**分析用テキスト**

*****

前編に続き、経営改善及び組織に対するお考えなどを伺いました。
CSとESを高めて戦略的目標を目指す
院長になられて、新しくとり入れられた施策はございますか。
亀山:CS(顧客満足)やES(従業員満足)を意識するようになりました。
病院において最大の顧客は患者さんであり、CSを高めるためには従業員である医師、看護師、コメディカルの満足度も高める必要があります。
その結果として、患者さんに選ばれる病院になり、医療者の友達や後輩が「この病院いいよ」と推薦されて、一緒に働いてくれるような病院にしたいと常々考えています。
施策の内容をより具体的に述べますと、医療の質の改善と医療安全のために、JCI(Joint Commission International)の審査をパスすることと、他にも第三者機関による各種の評価を受けること、そして経営の立て直しが挙げられます。

*****

**課題文 1**
分析用テキストで「施策の内容をより具体的に述べますと」と始まる文に挙げられている施策を、すべて箇条書きで示してください。
**課題文 2**
分析用テキストの次の文を英語に訳してください:「病院において最大の顧客は患者さんであり、CSを高めるためには従業員である医師、看護師、コメディカルの満足度も高める必要があります。」

*****

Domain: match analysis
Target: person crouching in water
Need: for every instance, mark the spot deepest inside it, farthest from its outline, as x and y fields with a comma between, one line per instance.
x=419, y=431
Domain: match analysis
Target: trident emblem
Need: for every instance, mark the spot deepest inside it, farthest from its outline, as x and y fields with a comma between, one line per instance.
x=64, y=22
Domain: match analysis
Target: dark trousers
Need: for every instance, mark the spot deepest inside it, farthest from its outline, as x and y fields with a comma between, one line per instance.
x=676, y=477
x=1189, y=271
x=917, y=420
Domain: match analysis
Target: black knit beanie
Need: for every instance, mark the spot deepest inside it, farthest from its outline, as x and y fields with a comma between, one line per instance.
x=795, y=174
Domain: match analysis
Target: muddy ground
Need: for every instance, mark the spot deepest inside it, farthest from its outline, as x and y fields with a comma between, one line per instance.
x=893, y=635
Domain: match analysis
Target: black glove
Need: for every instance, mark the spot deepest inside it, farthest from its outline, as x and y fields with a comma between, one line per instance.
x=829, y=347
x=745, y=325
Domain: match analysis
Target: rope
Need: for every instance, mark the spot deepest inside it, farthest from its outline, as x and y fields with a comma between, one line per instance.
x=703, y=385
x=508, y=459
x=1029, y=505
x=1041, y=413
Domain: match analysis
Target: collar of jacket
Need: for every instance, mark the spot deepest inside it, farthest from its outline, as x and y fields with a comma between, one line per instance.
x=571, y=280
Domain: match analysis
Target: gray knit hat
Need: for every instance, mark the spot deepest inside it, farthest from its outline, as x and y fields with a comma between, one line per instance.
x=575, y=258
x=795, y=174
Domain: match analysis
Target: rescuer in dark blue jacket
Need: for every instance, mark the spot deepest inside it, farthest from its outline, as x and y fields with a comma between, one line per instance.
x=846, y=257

*****

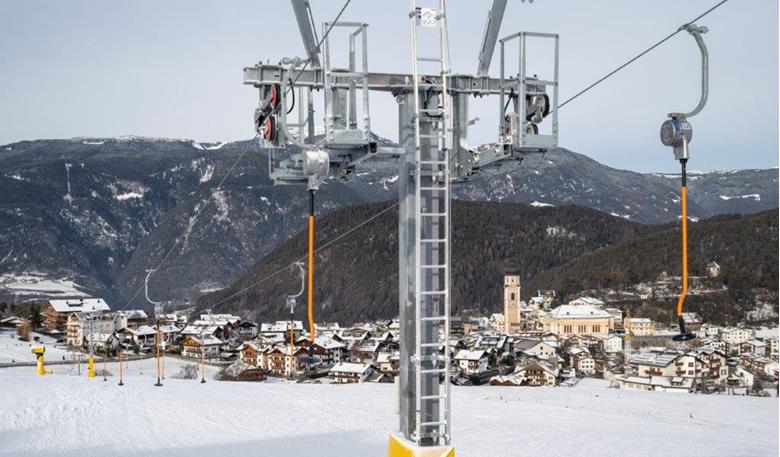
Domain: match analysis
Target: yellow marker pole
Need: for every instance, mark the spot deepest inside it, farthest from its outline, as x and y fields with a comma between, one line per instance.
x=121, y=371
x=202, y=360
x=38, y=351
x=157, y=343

*****

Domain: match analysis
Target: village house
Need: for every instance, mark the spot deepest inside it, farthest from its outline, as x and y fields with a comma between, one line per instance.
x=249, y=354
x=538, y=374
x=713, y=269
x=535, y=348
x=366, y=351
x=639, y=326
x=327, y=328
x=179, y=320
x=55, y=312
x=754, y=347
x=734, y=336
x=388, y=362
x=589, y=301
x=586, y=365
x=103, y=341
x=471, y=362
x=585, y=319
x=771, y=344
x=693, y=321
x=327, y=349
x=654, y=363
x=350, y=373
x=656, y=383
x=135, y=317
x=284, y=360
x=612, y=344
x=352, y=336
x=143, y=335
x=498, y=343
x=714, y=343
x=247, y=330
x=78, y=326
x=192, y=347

*****

**出力結果 1**
- JCI(Joint Commission International)の審査をパスすること
- 第三者機関による各種の評価を受けること
- 経営の立て直し

**出力結果 2**
In a hospital, the most important customers are the patients, and raising CS also requires raising the satisfaction of the employees: the doctors, nurses, and co-medical staff.